▶ _DIRECTIONS_:
- a) Can you transcribe the commentary on the Labour party word for word, starting at "Consider the latest" and ending at "the Labour party."?
- b) Answer these about the commentary on the Labour party:
(i) Whose law is "Things that cannot go on, won't"?
(ii) For the second time in how many months did the party's inquiry find it not guilty of anti-Semitism?
(iii) On what date did Jeremy Corbyn and Shami Chakrabarti present the inquiry's findings at a press conference?

--- start EXTRACT TO READ ---

Herbert Stein's law, "Things that cannot go on, won't," is one of the best laws of politics. It works for fiscal issues and it usually works for politics as a whole. The British Labour party, however, is currently working to try to disprove this rule. To do them justice they are having a good stab at doing so, which suggests that the maxim should perhaps be re-written: "Things that cannot go on sometimes do."
Consider the latest developments in the party's recent unhappy history. Earlier this month the party's specially commissioned inquiry into anti-Semitism within the party found the party not guilty of this bigotry for the second time in six months. Yet at the launch of these findings, a grassroots member of Jeremy Corbyn's wing of the party verbally bullied a female Jewish Labour MP until she left in tears, and Jeremy Corbyn himself appeared to compare the Jewish state with ISIS. Although this episode captured some headlines, it was a mere footnote alongside the other catastrophes in the Labour party.
UK Labour party leader Jeremy Corbyn (left) appears at a press conference with left-wing campaigner Shami Chakrabarti (right), to present the findings of an inquiry into the Labour party's anti-Semitism, June 30, 2016.

--- end EXTRACT TO READ ---
--- start RECORDS SHOWN ---

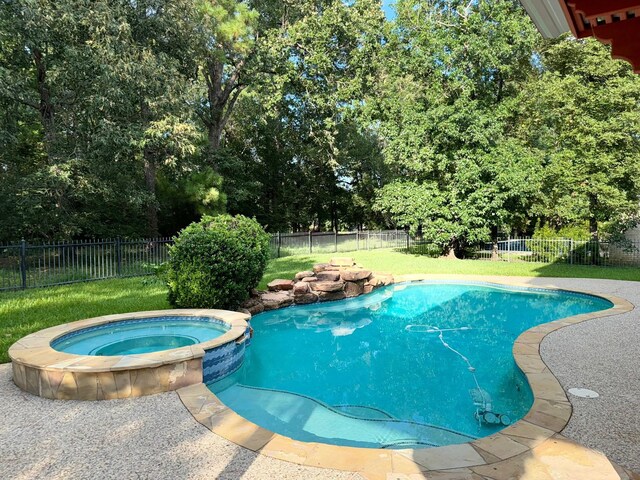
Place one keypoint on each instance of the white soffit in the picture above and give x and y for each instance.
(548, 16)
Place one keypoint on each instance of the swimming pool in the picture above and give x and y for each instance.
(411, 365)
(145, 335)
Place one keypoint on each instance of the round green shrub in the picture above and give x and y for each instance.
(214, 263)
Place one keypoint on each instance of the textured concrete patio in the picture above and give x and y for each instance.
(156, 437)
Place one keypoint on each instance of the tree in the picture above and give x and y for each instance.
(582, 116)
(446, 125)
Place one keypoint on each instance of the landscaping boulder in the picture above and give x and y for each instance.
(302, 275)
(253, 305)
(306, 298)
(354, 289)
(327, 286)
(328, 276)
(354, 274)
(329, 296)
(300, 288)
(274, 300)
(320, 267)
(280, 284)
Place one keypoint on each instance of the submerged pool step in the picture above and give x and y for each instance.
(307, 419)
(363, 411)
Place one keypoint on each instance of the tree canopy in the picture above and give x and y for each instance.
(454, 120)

--- end RECORDS SHOWN ---
--- start RECORDS SHOWN ---

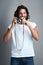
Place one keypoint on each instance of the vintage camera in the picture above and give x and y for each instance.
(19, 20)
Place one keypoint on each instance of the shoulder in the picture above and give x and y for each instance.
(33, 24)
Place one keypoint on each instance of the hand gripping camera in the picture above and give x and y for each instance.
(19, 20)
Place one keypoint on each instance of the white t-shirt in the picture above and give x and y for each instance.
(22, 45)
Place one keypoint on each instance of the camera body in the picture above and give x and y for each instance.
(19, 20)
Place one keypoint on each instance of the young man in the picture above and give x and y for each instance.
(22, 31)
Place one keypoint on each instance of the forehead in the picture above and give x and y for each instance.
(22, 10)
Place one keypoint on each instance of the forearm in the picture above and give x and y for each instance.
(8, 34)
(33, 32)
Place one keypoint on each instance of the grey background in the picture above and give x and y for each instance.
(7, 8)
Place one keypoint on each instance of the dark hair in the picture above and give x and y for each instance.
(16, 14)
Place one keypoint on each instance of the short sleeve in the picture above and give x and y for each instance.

--- end RECORDS SHOWN ---

▶ _SOLUTIONS PER TASK_:
- a)
Consider the latest developments in the party's recent unhappy history. Earlier this month the party's specially commissioned inquiry into anti-Semitism within the party found the party not guilty of this bigotry for the second time in six months. Yet at the launch of these findings, a grassroots member of Jeremy Corbyn's wing of the party verbally bullied a female Jewish Labour MP until she left in tears, and Jeremy Corbyn himself appeared to compare the Jewish state with ISIS. Although this episode captured some headlines, it was a mere footnote alongside the other catastrophes in the Labour party.

- b)
(i) Herbert Stein's
(ii) Six months
(iii) June 30, 2016